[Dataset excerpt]
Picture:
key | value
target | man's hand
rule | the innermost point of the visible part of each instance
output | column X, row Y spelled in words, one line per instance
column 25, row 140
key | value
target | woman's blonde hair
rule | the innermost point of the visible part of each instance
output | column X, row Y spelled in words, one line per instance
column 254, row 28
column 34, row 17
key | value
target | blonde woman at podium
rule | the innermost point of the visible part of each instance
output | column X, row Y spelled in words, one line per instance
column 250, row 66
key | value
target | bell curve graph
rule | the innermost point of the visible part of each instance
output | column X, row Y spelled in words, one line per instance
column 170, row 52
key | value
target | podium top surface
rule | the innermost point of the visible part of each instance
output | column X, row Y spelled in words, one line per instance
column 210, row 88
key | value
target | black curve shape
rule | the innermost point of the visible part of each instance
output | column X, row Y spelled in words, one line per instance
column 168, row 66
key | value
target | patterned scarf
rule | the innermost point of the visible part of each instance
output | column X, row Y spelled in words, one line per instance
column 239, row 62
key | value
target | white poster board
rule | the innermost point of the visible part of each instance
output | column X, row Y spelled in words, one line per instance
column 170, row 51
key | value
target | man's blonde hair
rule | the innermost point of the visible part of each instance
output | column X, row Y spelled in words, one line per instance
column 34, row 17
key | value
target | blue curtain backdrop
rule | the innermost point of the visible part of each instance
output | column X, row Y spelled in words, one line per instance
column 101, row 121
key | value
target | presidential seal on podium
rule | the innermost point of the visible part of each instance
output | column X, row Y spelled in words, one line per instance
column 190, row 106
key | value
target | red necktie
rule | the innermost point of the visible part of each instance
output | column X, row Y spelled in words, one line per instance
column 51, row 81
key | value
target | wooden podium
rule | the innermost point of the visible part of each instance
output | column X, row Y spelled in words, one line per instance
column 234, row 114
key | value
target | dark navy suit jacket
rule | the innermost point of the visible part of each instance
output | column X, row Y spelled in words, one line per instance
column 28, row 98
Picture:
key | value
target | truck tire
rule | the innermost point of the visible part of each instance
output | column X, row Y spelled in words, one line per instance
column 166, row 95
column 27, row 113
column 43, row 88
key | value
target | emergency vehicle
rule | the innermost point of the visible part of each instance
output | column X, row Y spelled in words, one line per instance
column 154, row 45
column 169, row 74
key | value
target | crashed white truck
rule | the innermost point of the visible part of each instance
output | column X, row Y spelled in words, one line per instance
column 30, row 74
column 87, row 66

Your goal:
Take the data above and return it exactly.

Output for this task:
Picture:
key | value
target | man's hand
rule | the innermost point of the visible part of each instance
output | column X, row Y spelled in words, one line per instance
column 25, row 140
key | value
target | woman's blonde hair
rule | the innermost point of the visible part of each instance
output | column X, row Y spelled in words, one line per instance
column 254, row 28
column 34, row 17
key | value
target | blonde woman at podium
rule | the innermost point of the visible part of each instance
output | column X, row Y spelled in words, one line per instance
column 250, row 66
key | value
target | bell curve graph
rule | the innermost point of the visible part of each instance
output | column X, row Y spelled in words, one line per instance
column 170, row 52
key | value
target | podium top surface
rule | the innermost point of the visible part of each instance
output | column X, row Y spelled in words, one line per instance
column 210, row 88
key | value
target | black curve shape
rule | the innermost point of the visible part of each instance
output | column X, row Y spelled in words, one line per instance
column 168, row 66
key | value
target | patterned scarf
rule | the innermost point of the visible part of each instance
output | column X, row Y spelled in words, one line per instance
column 239, row 62
key | value
target | white poster board
rule | the innermost point of the visible part of each instance
output | column X, row Y spelled in words, one line per instance
column 170, row 51
key | value
target | man's blonde hair
rule | the innermost point of the visible part of each instance
output | column X, row Y spelled in words, one line per instance
column 34, row 17
key | value
target | blue curtain backdrop
rule | the innermost point of the visible part of each instance
output | column X, row Y spelled in words, one line per instance
column 101, row 121
key | value
target | presidential seal on podium
rule | the innermost point of the visible part of each instance
output | column X, row Y spelled in words, one line per instance
column 190, row 106
key | value
target | red necktie
rule | the innermost point of the visible part of each instance
output | column X, row Y spelled in words, one line per instance
column 51, row 81
key | value
target | wooden podium
rule | the innermost point of the visible part of each instance
output | column X, row Y spelled in words, one line per instance
column 234, row 114
key | value
target | dark navy suit jacket
rule | the innermost point of the visible part of each instance
output | column X, row Y spelled in words, one line per instance
column 28, row 98
Picture:
key | value
target | truck tire
rule | the innermost point of the visible part of each instance
output | column X, row Y spelled in words, one line per instance
column 166, row 95
column 27, row 113
column 43, row 88
key | value
target | emergency vehicle
rule | the innermost point of the visible part of each instance
output | column X, row Y spelled in words, one line per instance
column 154, row 45
column 169, row 74
key | value
target | crashed white truck
rule | the innermost point of the visible part of each instance
output | column X, row Y spelled in words, one line per instance
column 30, row 74
column 87, row 66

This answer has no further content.